PROVIDED RECORDS —
------------------------------------------------------------------------
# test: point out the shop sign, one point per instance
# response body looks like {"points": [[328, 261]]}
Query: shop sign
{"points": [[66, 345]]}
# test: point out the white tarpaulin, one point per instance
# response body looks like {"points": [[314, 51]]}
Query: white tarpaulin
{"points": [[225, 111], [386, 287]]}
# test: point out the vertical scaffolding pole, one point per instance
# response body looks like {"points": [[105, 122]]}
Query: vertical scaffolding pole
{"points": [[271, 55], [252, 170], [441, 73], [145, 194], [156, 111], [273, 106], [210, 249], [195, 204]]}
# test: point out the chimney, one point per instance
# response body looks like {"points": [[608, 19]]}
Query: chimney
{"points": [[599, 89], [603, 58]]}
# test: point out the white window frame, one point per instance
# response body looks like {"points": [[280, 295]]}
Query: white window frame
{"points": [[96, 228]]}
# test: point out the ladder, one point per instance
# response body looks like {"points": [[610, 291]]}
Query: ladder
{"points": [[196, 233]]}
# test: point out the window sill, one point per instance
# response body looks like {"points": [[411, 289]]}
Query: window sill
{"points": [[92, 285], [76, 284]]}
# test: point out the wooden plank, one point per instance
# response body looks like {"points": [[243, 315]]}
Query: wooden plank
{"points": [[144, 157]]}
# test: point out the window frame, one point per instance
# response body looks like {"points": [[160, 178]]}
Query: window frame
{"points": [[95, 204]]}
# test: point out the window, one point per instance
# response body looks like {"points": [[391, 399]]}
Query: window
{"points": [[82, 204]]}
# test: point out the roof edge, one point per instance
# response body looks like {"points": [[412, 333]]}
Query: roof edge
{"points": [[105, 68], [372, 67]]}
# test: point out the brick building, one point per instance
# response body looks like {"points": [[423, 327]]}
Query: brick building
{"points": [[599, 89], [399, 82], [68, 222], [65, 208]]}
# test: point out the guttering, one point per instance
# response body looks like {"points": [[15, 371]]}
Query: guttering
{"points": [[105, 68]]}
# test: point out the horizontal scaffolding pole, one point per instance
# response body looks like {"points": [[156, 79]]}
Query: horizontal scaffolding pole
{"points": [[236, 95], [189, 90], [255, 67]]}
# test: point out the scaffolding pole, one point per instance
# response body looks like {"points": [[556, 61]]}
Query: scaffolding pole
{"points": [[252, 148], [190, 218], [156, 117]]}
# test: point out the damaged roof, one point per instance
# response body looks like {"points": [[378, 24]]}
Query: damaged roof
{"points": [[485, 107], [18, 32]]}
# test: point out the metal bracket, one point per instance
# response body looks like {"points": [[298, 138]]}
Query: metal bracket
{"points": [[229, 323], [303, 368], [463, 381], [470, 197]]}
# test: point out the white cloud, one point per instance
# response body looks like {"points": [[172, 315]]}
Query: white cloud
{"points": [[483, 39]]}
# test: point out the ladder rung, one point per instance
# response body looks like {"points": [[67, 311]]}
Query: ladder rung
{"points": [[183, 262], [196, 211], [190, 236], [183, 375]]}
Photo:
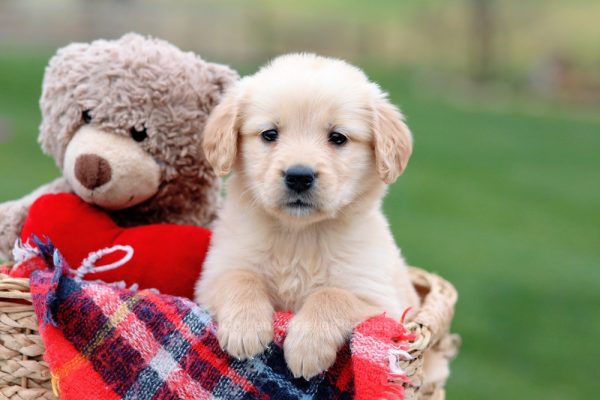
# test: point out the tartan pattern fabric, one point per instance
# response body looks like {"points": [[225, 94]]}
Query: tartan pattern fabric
{"points": [[106, 342]]}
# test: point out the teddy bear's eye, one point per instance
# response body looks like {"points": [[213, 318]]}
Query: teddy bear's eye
{"points": [[138, 135], [86, 116]]}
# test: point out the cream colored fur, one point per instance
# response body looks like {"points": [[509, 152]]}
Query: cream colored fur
{"points": [[335, 264]]}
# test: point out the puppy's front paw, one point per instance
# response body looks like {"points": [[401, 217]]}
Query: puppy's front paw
{"points": [[247, 331], [311, 348]]}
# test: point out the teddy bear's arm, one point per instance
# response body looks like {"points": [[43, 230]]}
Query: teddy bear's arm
{"points": [[13, 214]]}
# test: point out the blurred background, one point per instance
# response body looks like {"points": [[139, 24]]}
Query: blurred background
{"points": [[502, 195]]}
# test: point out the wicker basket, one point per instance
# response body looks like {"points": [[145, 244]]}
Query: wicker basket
{"points": [[24, 375]]}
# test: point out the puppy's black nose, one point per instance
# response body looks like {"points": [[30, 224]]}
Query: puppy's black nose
{"points": [[299, 178]]}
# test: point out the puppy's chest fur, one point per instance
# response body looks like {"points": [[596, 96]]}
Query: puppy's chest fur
{"points": [[294, 265]]}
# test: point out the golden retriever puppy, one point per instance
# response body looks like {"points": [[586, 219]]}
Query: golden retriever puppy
{"points": [[312, 144]]}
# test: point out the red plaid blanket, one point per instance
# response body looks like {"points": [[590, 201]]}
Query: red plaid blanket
{"points": [[106, 342]]}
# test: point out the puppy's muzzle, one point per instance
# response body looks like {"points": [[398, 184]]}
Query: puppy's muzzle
{"points": [[299, 178]]}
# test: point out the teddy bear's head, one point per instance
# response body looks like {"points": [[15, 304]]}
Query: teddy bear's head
{"points": [[123, 120]]}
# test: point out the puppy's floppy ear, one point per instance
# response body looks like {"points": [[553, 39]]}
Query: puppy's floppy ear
{"points": [[220, 136], [392, 140]]}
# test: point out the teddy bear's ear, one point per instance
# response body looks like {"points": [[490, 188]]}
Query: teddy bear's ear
{"points": [[60, 118]]}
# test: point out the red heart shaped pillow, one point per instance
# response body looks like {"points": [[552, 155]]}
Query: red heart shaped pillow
{"points": [[167, 257]]}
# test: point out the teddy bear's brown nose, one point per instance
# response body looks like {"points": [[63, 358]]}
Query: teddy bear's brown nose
{"points": [[92, 171]]}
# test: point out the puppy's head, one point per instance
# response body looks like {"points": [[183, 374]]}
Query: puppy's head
{"points": [[308, 136]]}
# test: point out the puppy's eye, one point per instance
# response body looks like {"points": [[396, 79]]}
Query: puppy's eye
{"points": [[138, 135], [270, 135], [86, 116], [337, 138]]}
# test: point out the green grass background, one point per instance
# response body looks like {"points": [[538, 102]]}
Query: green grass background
{"points": [[502, 200]]}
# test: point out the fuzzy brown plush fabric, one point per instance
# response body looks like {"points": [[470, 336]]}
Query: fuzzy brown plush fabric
{"points": [[123, 121]]}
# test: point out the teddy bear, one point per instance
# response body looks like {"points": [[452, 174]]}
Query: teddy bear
{"points": [[123, 121]]}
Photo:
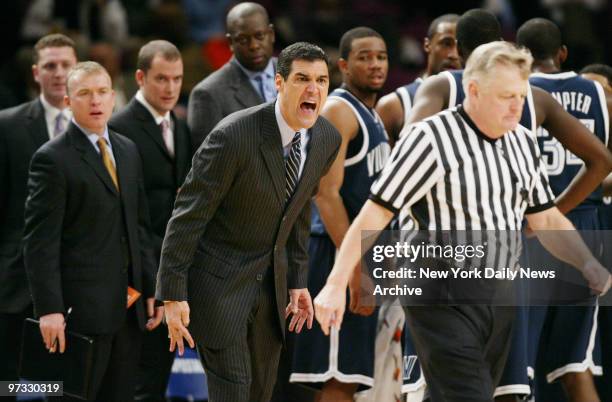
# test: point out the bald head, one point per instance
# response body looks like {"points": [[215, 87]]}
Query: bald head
{"points": [[244, 10], [250, 35], [541, 36], [474, 28]]}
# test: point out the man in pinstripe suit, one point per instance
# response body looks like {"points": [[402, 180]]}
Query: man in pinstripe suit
{"points": [[237, 241]]}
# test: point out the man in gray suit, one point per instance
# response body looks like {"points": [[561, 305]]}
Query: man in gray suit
{"points": [[244, 81], [236, 244]]}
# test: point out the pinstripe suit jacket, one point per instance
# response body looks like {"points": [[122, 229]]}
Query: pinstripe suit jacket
{"points": [[230, 223]]}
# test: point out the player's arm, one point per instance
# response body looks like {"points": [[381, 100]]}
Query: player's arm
{"points": [[330, 303], [607, 184], [573, 135], [328, 199], [391, 112], [430, 98], [560, 238]]}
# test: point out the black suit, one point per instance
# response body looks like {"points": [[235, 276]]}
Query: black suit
{"points": [[233, 247], [220, 94], [85, 242], [163, 175], [22, 131]]}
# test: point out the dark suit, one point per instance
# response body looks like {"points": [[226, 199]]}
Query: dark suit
{"points": [[22, 131], [222, 93], [85, 242], [233, 248], [163, 175]]}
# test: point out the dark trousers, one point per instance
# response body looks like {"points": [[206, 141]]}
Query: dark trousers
{"points": [[246, 370], [154, 367], [462, 349], [115, 363], [11, 330]]}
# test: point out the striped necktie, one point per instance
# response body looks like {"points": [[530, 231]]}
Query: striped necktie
{"points": [[259, 78], [167, 137], [60, 124], [292, 166], [108, 162]]}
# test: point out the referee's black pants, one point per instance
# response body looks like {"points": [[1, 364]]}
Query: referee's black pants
{"points": [[462, 349]]}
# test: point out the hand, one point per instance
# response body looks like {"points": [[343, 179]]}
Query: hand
{"points": [[300, 305], [177, 318], [329, 306], [52, 331], [361, 293], [529, 232], [155, 314], [598, 277]]}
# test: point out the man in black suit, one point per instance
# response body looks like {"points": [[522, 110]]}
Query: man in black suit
{"points": [[23, 129], [244, 81], [165, 150], [86, 236], [236, 244]]}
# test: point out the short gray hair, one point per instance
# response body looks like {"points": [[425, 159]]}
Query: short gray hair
{"points": [[485, 58], [85, 68]]}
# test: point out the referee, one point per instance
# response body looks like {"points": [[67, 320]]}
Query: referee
{"points": [[463, 169]]}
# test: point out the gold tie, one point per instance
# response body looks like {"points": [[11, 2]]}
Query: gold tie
{"points": [[108, 163]]}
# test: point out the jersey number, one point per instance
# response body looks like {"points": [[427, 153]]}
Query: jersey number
{"points": [[555, 156]]}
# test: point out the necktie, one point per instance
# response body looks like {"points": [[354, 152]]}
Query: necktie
{"points": [[292, 166], [108, 163], [259, 79], [167, 136], [60, 124]]}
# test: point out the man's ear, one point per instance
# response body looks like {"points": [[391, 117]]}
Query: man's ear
{"points": [[139, 76], [426, 45], [342, 65]]}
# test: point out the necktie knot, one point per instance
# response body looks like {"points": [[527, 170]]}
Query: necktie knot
{"points": [[260, 86], [292, 166], [60, 124], [167, 137], [107, 161]]}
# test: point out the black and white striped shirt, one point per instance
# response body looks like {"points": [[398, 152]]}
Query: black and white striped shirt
{"points": [[453, 177]]}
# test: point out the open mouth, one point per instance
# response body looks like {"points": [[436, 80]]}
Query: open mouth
{"points": [[308, 106]]}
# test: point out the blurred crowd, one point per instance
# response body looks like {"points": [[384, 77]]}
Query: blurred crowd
{"points": [[112, 31]]}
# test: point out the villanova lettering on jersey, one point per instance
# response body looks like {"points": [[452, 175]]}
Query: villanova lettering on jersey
{"points": [[585, 100], [366, 156]]}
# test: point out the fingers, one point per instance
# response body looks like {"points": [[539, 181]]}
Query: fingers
{"points": [[52, 331], [150, 307], [310, 315], [154, 321], [185, 313], [323, 316], [62, 341], [177, 334]]}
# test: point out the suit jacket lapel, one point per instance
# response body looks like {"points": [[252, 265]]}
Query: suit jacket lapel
{"points": [[244, 92], [149, 126], [313, 161], [91, 157], [181, 144], [36, 124], [272, 151]]}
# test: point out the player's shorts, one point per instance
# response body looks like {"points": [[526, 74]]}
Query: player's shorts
{"points": [[347, 355]]}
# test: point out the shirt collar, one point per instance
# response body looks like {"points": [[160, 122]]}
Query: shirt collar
{"points": [[156, 116], [268, 71], [93, 137], [287, 133], [51, 111]]}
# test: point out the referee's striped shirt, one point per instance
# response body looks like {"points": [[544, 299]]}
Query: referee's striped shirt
{"points": [[453, 177]]}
------------------------------------------------------------------------
REQUEST — Starting from the line with "# test: point out the player's shorts, one" and ending with the final line of the data, quote every line exactly, both ends included.

SOLUTION FOR THIS EXERCISE —
# test: point out the player's shorts, one point per instance
# response body looks like {"points": [[526, 74]]}
Query: player's shorts
{"points": [[347, 355]]}
# test: point out the shirt collar, one point per instance
# response body looks like {"points": [[160, 122]]}
Query: shirt collar
{"points": [[156, 116], [268, 71], [93, 137], [287, 133], [51, 111]]}
# test: point out the referee's striped shirt, one point per instance
# response body looks like {"points": [[544, 299]]}
Query: referee's striped shirt
{"points": [[453, 177]]}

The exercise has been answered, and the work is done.